» What you need to do: Filter the entries below, keeping every line that has the word "building".
──────── Dataset records
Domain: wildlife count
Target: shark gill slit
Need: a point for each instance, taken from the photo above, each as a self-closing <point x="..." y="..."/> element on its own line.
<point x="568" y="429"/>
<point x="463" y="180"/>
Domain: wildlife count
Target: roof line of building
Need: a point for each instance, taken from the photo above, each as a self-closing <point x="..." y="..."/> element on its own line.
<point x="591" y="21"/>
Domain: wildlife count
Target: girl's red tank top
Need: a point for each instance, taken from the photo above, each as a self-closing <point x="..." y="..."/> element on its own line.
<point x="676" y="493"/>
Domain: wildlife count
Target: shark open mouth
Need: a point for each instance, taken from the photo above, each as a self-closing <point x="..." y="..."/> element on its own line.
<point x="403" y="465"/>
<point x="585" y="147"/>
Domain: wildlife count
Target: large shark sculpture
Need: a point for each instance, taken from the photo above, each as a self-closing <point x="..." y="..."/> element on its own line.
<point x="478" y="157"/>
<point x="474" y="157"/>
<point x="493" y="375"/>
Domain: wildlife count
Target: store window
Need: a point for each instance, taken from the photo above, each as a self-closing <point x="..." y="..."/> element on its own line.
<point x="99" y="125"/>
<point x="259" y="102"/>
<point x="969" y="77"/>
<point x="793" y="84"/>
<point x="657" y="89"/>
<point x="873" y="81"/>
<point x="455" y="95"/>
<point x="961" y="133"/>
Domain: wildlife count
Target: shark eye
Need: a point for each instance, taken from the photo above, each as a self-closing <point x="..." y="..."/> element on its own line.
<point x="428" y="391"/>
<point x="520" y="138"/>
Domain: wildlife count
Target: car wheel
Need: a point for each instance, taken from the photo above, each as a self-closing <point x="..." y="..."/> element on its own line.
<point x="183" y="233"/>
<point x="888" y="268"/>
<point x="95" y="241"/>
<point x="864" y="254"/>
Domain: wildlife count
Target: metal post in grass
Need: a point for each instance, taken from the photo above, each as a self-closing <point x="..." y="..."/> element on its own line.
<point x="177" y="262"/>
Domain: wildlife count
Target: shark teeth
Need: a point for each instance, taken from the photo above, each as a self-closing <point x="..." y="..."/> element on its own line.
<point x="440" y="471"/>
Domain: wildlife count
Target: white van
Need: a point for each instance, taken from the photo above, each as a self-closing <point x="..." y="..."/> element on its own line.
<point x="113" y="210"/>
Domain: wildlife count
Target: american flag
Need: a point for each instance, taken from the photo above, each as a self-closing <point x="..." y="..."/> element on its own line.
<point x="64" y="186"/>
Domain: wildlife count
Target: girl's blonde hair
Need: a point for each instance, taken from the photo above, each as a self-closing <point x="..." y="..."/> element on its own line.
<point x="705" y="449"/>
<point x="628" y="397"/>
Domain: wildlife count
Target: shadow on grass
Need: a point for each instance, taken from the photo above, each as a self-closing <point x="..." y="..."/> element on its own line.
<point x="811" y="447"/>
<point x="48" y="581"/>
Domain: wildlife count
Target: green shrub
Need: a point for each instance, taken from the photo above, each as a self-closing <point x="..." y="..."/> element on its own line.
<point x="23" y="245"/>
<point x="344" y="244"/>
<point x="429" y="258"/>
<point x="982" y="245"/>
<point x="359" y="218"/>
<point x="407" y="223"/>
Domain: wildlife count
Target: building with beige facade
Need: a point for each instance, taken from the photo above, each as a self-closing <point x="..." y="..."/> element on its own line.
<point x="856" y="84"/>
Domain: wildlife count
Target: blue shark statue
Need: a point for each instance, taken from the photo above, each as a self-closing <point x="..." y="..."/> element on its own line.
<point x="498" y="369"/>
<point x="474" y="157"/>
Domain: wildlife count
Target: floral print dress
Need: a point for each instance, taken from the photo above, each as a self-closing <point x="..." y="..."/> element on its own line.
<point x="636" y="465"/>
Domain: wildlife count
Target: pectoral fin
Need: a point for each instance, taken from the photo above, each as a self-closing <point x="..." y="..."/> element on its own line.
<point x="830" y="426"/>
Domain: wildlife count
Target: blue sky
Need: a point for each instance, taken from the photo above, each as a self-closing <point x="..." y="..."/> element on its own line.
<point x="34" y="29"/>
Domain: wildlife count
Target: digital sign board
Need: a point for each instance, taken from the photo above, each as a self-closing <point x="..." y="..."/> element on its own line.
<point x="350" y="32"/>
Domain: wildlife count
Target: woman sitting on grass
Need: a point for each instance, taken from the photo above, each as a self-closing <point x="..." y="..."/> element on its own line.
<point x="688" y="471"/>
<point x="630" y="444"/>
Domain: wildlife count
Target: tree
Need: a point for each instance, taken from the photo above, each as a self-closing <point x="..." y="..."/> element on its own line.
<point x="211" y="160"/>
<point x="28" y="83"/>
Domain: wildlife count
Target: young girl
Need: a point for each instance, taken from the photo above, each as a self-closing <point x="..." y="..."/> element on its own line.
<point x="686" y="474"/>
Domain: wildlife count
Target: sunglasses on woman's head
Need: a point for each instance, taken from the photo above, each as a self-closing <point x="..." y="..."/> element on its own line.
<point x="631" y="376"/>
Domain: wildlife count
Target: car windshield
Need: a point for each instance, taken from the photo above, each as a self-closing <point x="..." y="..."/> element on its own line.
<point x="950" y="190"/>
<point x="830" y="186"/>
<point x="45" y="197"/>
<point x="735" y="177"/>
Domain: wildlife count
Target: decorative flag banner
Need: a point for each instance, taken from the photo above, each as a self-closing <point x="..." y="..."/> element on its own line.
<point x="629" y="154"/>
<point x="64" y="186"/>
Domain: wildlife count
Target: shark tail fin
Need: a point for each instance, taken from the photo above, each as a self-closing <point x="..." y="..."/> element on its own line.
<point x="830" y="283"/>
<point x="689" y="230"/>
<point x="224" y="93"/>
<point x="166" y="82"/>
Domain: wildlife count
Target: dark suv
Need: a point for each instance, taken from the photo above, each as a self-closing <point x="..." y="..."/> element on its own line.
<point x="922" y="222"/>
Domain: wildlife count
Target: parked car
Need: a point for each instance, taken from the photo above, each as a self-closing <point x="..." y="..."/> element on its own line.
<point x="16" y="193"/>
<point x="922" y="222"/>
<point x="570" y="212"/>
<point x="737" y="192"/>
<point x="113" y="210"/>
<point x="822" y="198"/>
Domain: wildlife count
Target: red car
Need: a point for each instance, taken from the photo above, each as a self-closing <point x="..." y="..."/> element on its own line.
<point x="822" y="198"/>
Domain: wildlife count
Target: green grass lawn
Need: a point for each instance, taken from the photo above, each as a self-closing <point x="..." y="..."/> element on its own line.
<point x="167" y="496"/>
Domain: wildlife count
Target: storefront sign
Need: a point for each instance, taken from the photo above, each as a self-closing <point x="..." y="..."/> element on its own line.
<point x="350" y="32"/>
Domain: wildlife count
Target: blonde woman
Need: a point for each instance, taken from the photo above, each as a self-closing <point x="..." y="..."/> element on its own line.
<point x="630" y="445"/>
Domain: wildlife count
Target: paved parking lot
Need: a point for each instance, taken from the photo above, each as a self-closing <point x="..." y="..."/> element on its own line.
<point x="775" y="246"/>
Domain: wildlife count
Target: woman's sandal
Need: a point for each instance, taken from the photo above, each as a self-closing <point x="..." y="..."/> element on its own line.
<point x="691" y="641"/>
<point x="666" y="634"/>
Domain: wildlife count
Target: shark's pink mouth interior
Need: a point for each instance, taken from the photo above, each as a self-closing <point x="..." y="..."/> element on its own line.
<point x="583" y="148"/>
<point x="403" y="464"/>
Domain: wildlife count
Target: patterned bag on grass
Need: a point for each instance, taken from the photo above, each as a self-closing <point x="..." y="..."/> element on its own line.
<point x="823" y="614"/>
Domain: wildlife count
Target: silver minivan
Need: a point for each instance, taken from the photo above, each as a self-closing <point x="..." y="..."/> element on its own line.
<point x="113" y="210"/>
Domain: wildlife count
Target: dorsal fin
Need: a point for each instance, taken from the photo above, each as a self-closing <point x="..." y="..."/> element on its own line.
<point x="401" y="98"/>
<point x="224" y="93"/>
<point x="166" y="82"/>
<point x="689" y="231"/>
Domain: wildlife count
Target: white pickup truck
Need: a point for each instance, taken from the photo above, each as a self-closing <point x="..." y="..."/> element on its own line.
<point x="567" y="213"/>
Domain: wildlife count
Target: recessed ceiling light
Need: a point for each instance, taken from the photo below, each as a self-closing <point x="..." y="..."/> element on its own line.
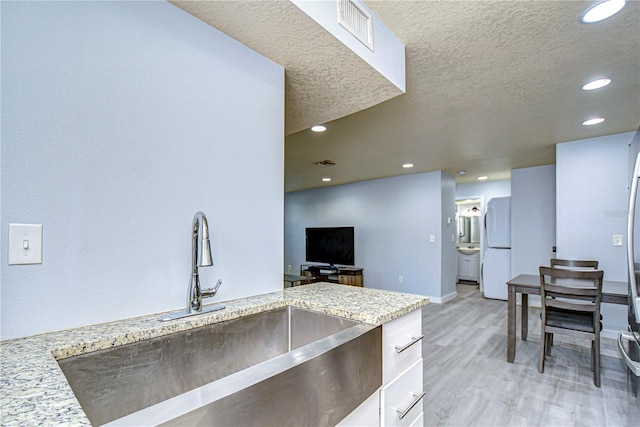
<point x="596" y="84"/>
<point x="595" y="121"/>
<point x="601" y="10"/>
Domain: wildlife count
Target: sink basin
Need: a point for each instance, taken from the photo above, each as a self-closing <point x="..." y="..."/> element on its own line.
<point x="468" y="251"/>
<point x="237" y="372"/>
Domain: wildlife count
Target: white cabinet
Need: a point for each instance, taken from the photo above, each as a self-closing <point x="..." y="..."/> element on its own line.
<point x="401" y="400"/>
<point x="469" y="266"/>
<point x="402" y="381"/>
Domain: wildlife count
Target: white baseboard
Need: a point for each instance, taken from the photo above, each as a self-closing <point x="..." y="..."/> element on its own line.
<point x="442" y="300"/>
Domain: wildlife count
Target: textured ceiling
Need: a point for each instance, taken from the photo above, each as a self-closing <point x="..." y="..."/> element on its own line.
<point x="491" y="85"/>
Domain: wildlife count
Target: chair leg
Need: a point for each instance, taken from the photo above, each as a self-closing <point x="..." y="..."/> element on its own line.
<point x="549" y="343"/>
<point x="543" y="345"/>
<point x="596" y="361"/>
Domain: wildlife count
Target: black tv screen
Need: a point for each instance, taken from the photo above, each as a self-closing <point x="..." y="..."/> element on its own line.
<point x="331" y="245"/>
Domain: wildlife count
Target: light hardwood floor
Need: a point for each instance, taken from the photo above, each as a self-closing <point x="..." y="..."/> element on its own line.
<point x="468" y="381"/>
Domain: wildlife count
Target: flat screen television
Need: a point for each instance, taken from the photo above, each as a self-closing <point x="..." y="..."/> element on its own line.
<point x="331" y="245"/>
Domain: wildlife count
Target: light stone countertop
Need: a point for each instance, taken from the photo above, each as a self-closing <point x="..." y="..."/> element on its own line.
<point x="35" y="391"/>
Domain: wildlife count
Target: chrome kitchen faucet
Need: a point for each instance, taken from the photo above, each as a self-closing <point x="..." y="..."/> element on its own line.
<point x="200" y="257"/>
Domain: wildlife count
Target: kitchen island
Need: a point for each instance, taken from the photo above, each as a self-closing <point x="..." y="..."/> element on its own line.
<point x="36" y="392"/>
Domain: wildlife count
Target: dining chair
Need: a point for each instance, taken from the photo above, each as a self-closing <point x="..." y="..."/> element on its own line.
<point x="573" y="263"/>
<point x="571" y="306"/>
────────────────
» Answer to the exercise:
Target: roof line of building
Target: building with beige facade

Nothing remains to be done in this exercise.